*TASKS:*
• 1. In the Hong Kong street food text, what caused sauce to stream over customers' arms? Explain in one to three sentences.
• 2. Repeat the passage of the Hong Kong street food text between "Braised tripe, intestine, stomach, pancreas, lung, liver, and" and "confidence and faith.", inclusive.

*TEXT FOR ANALYSIS:*
Braised tripe, intestine, stomach, pancreas, lung, liver, and daikon chunks can be individually ordered or as a tender and perfectly spiced mix for a mid-day snack while shopping in the crowded street of Hong Kong. The killer is the extra broth, imbued with a perfect balance of medicinal herbs.
Again with the magical skinny bamboo skewers. They can handle anything with enough confidence and faith.
Back in my high school days in Hong Kong, students running short on money would lunch on these bags of noodles starting from 5-10HKD. Every noodle stand has all kinds of condiments measured out in small plastic bags, from sweet corn and cucumber to marinated baby octopus and fake crab.
You'd tell the lady your order (it was always middle-aged ladies dripping with sarcasm), usually doubling up the noodles to get your fill and a couple of other extras. Most importantly, everyone has their own tailored sauce order. Mine was hard on the garlic and extra spice. The ladies expertly combine your list of items into one small bag, add the sauces and stir it all around with two long bamboo skewers. Funnily, these skewers were always pointed at the tip, inevitably poking holes in the bag and streaming sauce all over your arms.

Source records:

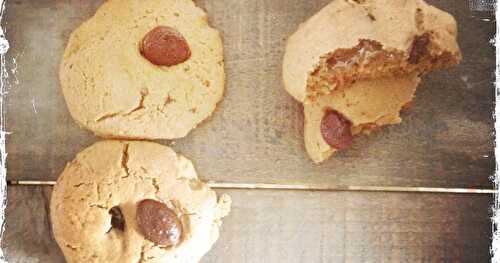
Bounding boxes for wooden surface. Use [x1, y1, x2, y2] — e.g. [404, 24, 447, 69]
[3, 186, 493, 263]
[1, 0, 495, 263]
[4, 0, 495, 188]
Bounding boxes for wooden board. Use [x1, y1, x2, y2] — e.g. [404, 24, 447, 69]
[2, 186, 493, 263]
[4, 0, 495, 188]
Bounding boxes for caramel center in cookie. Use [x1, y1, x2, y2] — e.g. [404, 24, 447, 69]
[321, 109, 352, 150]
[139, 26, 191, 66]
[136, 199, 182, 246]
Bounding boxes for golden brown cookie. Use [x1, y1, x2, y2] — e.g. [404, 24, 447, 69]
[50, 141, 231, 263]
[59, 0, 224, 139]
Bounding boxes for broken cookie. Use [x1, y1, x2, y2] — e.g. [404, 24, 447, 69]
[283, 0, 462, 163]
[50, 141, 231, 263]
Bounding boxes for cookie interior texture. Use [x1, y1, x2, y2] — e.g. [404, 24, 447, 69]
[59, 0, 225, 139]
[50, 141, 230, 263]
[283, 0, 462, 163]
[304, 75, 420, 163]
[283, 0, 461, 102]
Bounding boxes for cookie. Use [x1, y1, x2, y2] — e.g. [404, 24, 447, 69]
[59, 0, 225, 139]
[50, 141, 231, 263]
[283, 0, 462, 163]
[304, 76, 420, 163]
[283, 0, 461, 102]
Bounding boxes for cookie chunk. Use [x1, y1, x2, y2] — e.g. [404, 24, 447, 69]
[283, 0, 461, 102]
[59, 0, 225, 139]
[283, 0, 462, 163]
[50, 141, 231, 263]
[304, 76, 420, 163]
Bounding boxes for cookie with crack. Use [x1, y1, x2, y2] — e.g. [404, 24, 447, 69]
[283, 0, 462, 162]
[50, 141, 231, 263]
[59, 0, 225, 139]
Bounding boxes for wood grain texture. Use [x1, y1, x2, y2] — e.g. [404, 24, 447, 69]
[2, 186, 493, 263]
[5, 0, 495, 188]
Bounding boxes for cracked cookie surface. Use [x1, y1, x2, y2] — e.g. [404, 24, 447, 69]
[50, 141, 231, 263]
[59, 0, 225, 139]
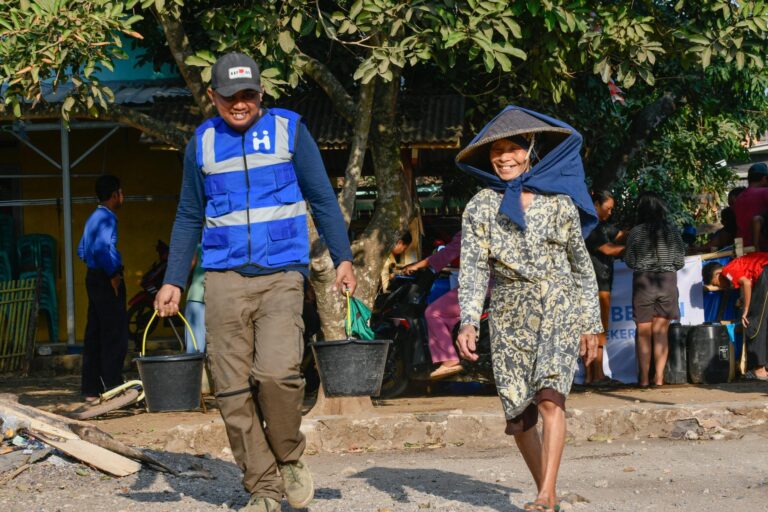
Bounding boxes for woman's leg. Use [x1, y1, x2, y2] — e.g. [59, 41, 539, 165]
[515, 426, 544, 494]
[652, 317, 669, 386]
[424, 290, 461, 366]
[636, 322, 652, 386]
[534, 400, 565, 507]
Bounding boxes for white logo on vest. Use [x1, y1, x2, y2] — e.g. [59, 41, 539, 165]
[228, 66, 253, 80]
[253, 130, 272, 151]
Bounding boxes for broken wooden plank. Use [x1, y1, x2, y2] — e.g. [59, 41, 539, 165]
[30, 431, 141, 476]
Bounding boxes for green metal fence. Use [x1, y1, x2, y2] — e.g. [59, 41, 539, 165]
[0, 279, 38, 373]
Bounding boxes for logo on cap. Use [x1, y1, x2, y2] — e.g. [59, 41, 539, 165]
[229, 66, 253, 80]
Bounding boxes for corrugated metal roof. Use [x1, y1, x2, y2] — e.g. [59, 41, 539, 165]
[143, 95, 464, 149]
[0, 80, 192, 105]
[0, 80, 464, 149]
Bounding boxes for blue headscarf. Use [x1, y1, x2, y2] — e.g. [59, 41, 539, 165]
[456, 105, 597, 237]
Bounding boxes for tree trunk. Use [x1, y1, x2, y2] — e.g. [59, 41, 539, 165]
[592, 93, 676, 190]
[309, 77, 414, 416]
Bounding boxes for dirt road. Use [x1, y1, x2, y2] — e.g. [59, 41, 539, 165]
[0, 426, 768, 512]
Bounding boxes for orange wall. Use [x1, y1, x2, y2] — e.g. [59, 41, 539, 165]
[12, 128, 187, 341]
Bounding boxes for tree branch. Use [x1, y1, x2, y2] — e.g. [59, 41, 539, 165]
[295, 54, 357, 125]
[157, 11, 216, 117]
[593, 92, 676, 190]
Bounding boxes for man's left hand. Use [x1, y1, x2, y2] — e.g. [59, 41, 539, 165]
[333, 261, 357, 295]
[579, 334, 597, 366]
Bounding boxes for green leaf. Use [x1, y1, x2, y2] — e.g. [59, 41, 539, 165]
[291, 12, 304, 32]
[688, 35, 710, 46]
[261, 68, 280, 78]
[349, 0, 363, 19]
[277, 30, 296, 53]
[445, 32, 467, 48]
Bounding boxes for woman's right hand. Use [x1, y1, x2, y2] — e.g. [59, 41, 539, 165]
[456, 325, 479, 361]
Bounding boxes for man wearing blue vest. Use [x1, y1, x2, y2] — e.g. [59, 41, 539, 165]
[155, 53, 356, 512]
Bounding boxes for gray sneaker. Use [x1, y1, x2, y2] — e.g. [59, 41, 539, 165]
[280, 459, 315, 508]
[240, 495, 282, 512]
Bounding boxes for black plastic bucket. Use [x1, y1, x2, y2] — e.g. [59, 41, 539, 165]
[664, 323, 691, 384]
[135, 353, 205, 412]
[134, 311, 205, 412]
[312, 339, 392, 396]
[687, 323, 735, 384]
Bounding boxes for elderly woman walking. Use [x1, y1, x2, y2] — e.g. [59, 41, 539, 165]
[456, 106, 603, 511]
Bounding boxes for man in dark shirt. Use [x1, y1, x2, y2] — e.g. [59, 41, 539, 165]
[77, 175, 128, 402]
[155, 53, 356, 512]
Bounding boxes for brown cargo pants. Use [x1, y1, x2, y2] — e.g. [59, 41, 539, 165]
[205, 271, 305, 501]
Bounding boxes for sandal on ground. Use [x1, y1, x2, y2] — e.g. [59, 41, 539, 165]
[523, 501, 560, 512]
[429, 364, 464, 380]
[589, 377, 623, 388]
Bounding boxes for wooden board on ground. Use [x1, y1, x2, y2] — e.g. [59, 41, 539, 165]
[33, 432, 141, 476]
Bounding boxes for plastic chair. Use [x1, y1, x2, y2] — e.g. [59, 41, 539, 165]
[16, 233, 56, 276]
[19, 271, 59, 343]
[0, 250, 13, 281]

*RESULTS OF THE TASKS:*
• 1. The ladies stirred each bag with two long bamboo skewers that were always pointed at the tip. The points inevitably poked holes in the bag, so sauce streamed out over your arms.

• 2.
Braised tripe, intestine, stomach, pancreas, lung, liver, and daikon chunks can be individually ordered or as a tender and perfectly spiced mix for a mid-day snack while shopping in the crowded street of Hong Kong. The killer is the extra broth, imbued with a perfect balance of medicinal herbs.
Again with the magical skinny bamboo skewers. They can handle anything with enough confidence and faith.